指定要求 1 ::
將關於 Lua 型別檢查的這篇文章中,從「另一種方法是把型別檢查程式碼」開始、一直到「return f(...)」為止的段落逐字複製下來。

原文摘錄 ::
= = =

Lua 型別檢查

lua-users home
wiki

許多程式語言提供某種類型的靜態(編譯時)或動態(執行時)型別檢查,每種類型都有其優點 [1]。Lua 對內建操作執行執行時型別檢查。例如,此程式碼會觸發執行時錯誤

> x = 5 + "ok"
stdin:1: attempt to perform arithmetic on a string value

但是,與 C 等語言不同,Lua 中沒有內建機制來檢查函數呼叫的參數和回傳值型別。型別並未指定

function abs(x)
  return x >= 0 and x or -x
end

這樣做會增加許多彈性。例如,像是 print 這樣的函數可以接受多種類型的值。但是,它可能會使函數未指定且更容易發生錯誤。您可以呼叫此函數對數字以外的任何東西執行操作,即使函數內的運算會在執行時觸發有點莫名其妙的錯誤(在 C 中這會是編譯時錯誤)。

> print(abs("hello"))
stdin:2: attempt to compare number with string
stack traceback:
        stdin:2: in function 'abs'
        stdin:1: in main chunk
        [C]: ?

解決方案:函數最上方的斷言

為了改善錯誤回報,通常會告訴您執行類似這樣的操作

function abs(x)
  assert(type(x) == "number", "abs expects a number")
  return x >= 0 and x or -x
end

> print(abs("hello"))
stdin:2: abs expects a number
stack traceback:
        [C]: in function 'assert'
        stdin:2: in function 'abs'
        stdin:1: in main chunk
        [C]: ?

這是個好建議,但有人可能會抱怨這樣會造成額外的執行時負擔,它只會偵測實際執行的程式碼是否有程式錯誤,而不是所有已編譯的程式碼,函數值的型別全部都在函數實作中(無法透過自省取得),而且可能會造成許多重複的程式碼(特別是透過表格傳遞命名參數時)。

以下是主動檢查命名參數的方法之一

local Box = {}
local is_key = {x=true,y=true,width=true,height=true,color=true}
function create_box(t)
  local x = t.x or 0
  local y = t.y or 0
  local width = t.width or 0
  local height = t.height or 0
  local color = t.color
  assert(type(x) == "number", "x must be number or nil")
  assert(type(y) == "number", "y must be number or nil")
  assert(type(width) == "number", "width must be number be number or nil")
  assert(type(height) == "number", "height must be number or nil")
  assert(color == "red" or color == "blue", "color must be 'red' or 'blue'")
  for k,v in pairs(t) do
    assert(is_key[k], tostring(k) .. " not valid key")
  end
  return setmetatable({x1=x,y1=y,x2=x+width,y2=y+width,color=color}, Box)
end

這相當於許多程式碼。事實上,我們可能會想要使用 error 而不是 assert 來提供給堆疊追蹤一個適切的 level 參數。

解決方案:函數裝飾器

另一種方法是把型別檢查程式碼放在原始函數外,有可能使用「函數裝飾器」(背景資訊請參閱 DecoratorsAndDocstrings)。

is_typecheck = true

function typecheck(...)
  return function(f)
    return function(...)
      assert(false, "FIX-TODO: ADD SOME GENERIC TYPE CHECK CODE HERE")
      return f(...)

= = =

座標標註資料
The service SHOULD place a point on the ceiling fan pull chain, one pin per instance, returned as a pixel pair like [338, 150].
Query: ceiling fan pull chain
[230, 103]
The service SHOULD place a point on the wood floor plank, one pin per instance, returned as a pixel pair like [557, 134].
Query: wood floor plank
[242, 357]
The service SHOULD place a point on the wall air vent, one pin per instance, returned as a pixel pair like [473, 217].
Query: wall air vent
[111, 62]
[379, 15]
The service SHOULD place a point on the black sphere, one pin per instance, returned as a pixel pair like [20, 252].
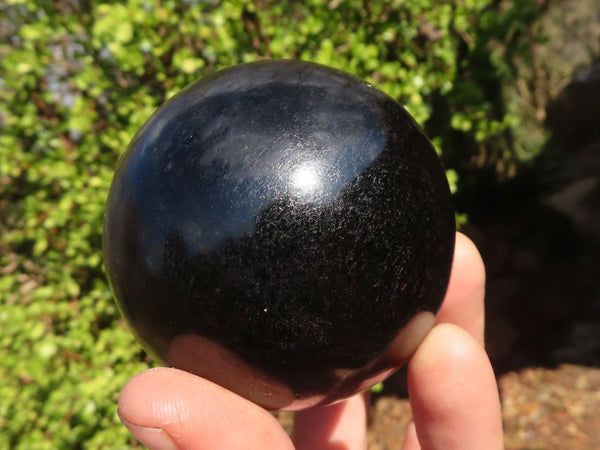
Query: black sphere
[283, 229]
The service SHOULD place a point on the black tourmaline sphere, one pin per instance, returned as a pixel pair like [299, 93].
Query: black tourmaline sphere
[276, 228]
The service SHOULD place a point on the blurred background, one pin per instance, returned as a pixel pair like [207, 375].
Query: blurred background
[508, 91]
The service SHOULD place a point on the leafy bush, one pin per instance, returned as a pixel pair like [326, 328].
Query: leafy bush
[78, 78]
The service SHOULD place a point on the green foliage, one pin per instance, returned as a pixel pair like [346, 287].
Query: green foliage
[77, 79]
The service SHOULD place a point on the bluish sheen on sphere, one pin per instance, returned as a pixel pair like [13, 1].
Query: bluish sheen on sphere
[275, 227]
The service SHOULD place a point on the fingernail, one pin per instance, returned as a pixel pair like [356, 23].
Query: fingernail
[153, 438]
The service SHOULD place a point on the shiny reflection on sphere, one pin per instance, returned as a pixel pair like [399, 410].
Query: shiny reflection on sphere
[282, 229]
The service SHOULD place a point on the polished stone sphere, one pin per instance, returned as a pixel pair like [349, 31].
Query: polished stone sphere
[282, 229]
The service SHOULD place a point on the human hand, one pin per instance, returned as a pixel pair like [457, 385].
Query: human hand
[451, 383]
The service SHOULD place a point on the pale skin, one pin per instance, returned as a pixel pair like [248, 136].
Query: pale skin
[452, 391]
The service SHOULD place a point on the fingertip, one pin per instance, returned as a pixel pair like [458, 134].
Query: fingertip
[195, 413]
[464, 301]
[411, 442]
[453, 392]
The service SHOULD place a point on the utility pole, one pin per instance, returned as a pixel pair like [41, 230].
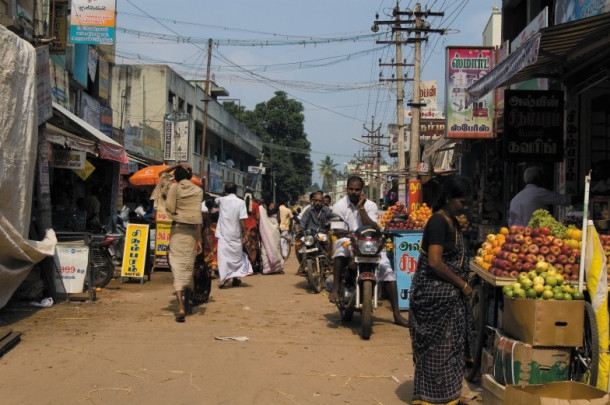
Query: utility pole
[372, 135]
[397, 28]
[206, 101]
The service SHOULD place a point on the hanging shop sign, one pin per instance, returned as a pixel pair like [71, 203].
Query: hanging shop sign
[176, 137]
[162, 234]
[136, 248]
[86, 172]
[533, 125]
[92, 23]
[69, 159]
[71, 259]
[465, 66]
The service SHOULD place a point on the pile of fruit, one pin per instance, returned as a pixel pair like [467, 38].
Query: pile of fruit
[391, 213]
[520, 249]
[543, 282]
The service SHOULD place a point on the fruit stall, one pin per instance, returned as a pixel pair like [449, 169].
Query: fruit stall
[525, 282]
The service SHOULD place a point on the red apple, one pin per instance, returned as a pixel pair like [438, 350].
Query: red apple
[555, 250]
[558, 242]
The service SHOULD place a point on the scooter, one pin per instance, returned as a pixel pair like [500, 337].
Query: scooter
[315, 263]
[358, 288]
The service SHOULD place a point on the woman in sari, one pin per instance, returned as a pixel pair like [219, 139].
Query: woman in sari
[439, 317]
[271, 254]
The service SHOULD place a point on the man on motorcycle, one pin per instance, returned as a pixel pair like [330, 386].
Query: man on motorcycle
[357, 211]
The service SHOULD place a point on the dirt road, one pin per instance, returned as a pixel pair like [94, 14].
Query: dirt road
[126, 348]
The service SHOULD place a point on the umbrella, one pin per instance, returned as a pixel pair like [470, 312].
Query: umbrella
[149, 176]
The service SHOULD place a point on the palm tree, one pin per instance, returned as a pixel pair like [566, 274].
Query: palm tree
[326, 169]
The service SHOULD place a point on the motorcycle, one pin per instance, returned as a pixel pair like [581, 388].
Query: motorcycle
[315, 263]
[101, 262]
[358, 286]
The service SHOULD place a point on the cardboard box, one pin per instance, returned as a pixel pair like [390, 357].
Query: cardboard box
[544, 323]
[493, 392]
[520, 363]
[558, 393]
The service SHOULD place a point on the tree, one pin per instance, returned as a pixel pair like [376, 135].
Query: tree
[280, 124]
[327, 170]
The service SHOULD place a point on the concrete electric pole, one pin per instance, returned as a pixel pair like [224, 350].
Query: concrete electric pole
[420, 26]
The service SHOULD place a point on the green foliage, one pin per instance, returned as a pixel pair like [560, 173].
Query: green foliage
[542, 218]
[280, 124]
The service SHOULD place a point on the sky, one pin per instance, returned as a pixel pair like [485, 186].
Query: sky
[322, 53]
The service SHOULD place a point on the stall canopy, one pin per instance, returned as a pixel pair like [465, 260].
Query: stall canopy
[560, 51]
[109, 148]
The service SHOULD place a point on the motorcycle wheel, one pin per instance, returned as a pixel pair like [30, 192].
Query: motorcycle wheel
[102, 268]
[313, 276]
[367, 309]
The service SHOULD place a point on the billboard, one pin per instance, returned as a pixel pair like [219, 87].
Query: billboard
[176, 137]
[92, 22]
[464, 67]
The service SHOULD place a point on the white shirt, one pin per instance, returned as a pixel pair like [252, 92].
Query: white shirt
[231, 211]
[349, 212]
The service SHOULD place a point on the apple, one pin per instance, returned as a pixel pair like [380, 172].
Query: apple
[563, 259]
[527, 266]
[557, 242]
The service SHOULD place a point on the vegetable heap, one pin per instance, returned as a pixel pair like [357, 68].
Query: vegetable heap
[541, 218]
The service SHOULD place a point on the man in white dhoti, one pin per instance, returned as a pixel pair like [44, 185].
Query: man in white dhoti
[233, 262]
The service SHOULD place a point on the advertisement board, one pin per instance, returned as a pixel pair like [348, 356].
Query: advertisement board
[464, 67]
[533, 125]
[407, 246]
[136, 248]
[92, 23]
[71, 259]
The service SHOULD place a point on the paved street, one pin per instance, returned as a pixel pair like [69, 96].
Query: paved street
[126, 348]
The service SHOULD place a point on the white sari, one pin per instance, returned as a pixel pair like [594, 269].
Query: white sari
[270, 238]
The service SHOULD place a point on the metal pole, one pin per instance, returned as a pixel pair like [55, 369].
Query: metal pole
[400, 113]
[414, 152]
[206, 101]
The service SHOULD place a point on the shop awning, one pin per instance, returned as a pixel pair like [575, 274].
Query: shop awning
[60, 137]
[560, 51]
[109, 148]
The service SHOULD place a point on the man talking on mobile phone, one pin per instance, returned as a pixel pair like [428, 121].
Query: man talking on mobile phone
[356, 210]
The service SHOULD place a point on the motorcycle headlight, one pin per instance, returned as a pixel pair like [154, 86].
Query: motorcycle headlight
[368, 247]
[309, 240]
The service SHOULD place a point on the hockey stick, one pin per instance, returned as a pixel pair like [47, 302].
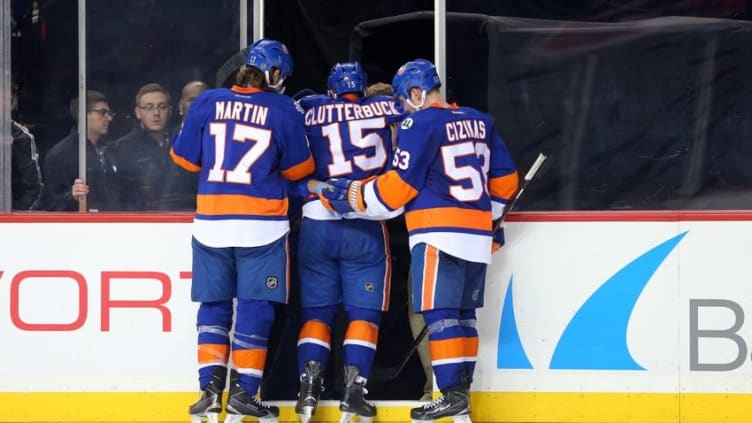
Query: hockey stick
[391, 373]
[534, 168]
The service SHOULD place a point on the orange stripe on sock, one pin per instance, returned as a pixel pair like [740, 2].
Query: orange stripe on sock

= = =

指定要求 2 ::
從條目中挑出所有含有字串「scooter」的行,逐行照抄。比對時須區分大小寫。

完整輸出 1 ::
另一種方法是把型別檢查程式碼放在原始函數外,有可能使用「函數裝飾器」(背景資訊請參閱 DecoratorsAndDocstrings)。

is_typecheck = true

function typecheck(...)
  return function(f)
    return function(...)
      assert(false, "FIX-TODO: ADD SOME GENERIC TYPE CHECK CODE HERE")
      return f(...)

完整輸出 2 ::
The service SHOULD place a point on the scooter, one pin per instance, returned as a pixel pair like [500, 337].
Query: scooter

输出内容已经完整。